→ Task directions: Search the records for the string "smallmouth" and copy every line where it turns up.

→ Data provided:
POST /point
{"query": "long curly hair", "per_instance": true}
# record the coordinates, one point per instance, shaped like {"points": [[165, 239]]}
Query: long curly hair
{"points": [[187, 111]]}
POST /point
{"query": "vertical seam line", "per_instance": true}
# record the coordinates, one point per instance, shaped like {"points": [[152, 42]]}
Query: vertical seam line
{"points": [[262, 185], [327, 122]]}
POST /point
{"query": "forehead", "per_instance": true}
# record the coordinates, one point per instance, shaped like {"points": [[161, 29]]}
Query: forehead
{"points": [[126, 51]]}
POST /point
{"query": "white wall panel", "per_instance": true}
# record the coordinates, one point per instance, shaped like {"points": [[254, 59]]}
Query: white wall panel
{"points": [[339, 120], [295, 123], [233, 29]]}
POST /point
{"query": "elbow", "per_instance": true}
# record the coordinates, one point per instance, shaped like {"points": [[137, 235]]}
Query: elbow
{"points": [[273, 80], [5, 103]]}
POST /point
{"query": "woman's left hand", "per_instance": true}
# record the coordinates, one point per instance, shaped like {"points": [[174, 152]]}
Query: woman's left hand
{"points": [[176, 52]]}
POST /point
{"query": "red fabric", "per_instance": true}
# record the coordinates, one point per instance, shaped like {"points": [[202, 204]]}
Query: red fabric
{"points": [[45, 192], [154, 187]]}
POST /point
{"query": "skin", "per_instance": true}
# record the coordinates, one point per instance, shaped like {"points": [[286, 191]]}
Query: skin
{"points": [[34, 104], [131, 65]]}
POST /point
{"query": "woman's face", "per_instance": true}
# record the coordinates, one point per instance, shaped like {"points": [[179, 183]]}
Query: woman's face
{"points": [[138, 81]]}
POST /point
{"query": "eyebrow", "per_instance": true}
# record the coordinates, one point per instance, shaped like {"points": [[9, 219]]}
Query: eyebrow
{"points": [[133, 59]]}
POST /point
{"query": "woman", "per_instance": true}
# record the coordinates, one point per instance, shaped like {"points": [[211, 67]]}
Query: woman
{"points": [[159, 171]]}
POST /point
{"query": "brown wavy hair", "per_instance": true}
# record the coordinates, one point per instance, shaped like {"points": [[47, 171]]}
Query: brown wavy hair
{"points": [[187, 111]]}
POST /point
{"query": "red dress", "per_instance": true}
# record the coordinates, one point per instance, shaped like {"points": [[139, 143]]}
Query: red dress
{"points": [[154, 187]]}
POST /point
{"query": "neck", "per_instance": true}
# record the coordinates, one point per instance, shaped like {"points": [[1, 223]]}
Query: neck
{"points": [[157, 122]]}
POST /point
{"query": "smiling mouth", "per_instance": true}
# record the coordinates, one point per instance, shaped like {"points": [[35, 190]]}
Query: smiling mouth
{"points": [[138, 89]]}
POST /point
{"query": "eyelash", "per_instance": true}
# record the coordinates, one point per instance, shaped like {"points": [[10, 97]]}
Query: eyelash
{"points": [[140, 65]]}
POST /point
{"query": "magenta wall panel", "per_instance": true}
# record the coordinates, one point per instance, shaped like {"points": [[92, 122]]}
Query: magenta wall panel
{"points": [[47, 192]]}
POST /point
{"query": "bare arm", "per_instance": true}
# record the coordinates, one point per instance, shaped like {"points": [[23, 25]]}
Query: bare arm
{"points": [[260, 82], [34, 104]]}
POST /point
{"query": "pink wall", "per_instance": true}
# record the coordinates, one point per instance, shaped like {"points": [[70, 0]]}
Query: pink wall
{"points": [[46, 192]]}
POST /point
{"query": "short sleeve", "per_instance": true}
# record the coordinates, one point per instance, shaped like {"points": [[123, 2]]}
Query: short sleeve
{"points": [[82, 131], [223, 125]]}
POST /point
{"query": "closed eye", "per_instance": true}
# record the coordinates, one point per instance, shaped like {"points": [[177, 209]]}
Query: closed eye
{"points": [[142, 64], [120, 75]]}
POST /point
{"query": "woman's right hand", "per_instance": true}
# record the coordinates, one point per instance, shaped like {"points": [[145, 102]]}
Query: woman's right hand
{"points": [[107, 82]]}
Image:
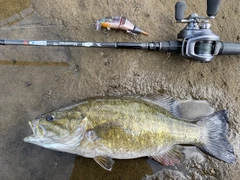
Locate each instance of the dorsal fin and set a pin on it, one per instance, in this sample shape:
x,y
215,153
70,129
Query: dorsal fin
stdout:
x,y
190,110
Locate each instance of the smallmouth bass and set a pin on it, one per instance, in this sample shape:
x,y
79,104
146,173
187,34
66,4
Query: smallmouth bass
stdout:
x,y
107,128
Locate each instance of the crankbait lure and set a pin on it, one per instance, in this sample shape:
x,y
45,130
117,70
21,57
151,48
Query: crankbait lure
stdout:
x,y
119,22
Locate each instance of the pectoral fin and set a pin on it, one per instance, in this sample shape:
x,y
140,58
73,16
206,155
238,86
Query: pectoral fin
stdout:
x,y
105,162
170,157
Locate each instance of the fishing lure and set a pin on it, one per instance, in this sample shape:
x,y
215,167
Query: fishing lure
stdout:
x,y
119,22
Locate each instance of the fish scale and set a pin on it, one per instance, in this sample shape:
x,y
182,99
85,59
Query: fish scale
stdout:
x,y
104,128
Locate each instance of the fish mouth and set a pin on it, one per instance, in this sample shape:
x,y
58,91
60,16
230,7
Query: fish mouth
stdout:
x,y
39,131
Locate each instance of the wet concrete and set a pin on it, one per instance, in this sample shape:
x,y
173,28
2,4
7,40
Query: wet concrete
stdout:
x,y
35,80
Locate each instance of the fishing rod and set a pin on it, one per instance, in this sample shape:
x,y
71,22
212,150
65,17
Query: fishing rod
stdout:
x,y
196,41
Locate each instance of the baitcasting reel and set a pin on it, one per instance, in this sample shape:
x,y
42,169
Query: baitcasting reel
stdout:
x,y
199,43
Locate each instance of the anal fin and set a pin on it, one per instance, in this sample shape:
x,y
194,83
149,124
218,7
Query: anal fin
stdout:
x,y
170,157
105,162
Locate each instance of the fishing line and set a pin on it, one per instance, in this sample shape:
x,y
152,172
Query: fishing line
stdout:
x,y
47,26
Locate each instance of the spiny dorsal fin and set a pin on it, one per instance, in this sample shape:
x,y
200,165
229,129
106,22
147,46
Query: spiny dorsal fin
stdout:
x,y
170,157
190,110
105,162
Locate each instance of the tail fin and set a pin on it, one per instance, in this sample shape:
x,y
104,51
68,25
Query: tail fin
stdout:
x,y
215,140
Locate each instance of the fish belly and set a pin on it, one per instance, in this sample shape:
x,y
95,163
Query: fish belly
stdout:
x,y
123,128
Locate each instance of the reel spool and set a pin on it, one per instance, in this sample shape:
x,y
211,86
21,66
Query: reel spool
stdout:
x,y
199,43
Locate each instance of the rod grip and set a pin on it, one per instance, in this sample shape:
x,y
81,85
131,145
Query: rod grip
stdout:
x,y
230,48
180,8
213,7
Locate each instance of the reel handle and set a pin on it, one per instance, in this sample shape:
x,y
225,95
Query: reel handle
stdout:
x,y
213,7
180,8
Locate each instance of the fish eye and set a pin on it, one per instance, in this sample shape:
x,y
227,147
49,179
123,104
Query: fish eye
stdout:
x,y
49,118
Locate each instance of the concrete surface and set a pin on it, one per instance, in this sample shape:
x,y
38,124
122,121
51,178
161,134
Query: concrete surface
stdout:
x,y
35,80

→ Your solution:
Locate each instance of the smallmouth bass and set a pin on it, one per instance, in this sample shape:
Query: smallmouth bass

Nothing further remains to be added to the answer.